Sex and the guppy: females flock together to cope with over-lusty males
Jeremy Laurance is a writer on health issues. He is former health editor of The Independent and the i and has covered the specialism for more than 20 years. He thinks the harm medicine does is under-appreciated, the harm it prevents over-rated, and that cycling works better than most drugs. He was named Specialist Journalist of the Year in the 2011 British Press Awards.
Wednesday 07 December 2011
If a man without a woman is like a fish without a bicycle, as the feminist slogan has it, can the behaviour of our aquatic ancestors teach us anything about human relations?
Yes, according to scientists who have studied the strategies adopted by females for fending off unwanted male attention. The secret, they say, is to surround yourself with more attractive female friends.
You see this in school playgrounds – a bunch of girls hanging out together who are a mixture of the flirty and the shy, the latter gaining comfort from the protection afforded by their more extrovert and glamorous companions.
Researchers studying a species of small freshwater fish called the Trinidadian guppy found that females chose to swim in groups with others more attractive than themselves and so reduced the constant harassment and frequent mating attempts for which male guppies have a reputation.
The burden on females from the persistent unwanted male advances can be so great that they have difficulty finding food or escaping from predators.
Female guppies are "receptive" to mating for a few days each month during which they emit a sexual pheromone that attracts males. The researchers monitored the fish during both receptive and non-receptive phases and found that when non-receptive they spent more time with receptive females, securing some peace from the advances of the males.
Safi Darden, of the University of Exeter, who led the study published in Proceedings of the Royal Society B, said: "Although we focused our study on one species of fish, I would expect that this strategy would be seen in other species where females face similar levels of unwanted sexual attention from males."

- _Data_
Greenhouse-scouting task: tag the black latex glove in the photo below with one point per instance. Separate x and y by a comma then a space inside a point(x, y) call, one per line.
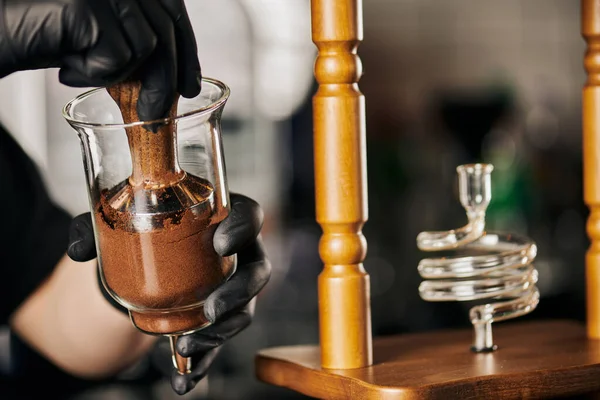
point(231, 306)
point(101, 42)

- _What is expected_
Decide whether each statement below agrees with the guppy article. Answer yes or no for each, and quote the deciding words from the article.
1. The guppies in the study live in salt water.
2. Female guppies are open to mating for a few days each month.
3. The person who led the study is from the University of Exeter.

- _Answer for this exercise_
1. No: "a species of small freshwater fish called the Trinidadian guppy"
2. Yes: "to mating for a few days each month"
3. Yes: "Safi Darden, of the University of Exeter, who led the study"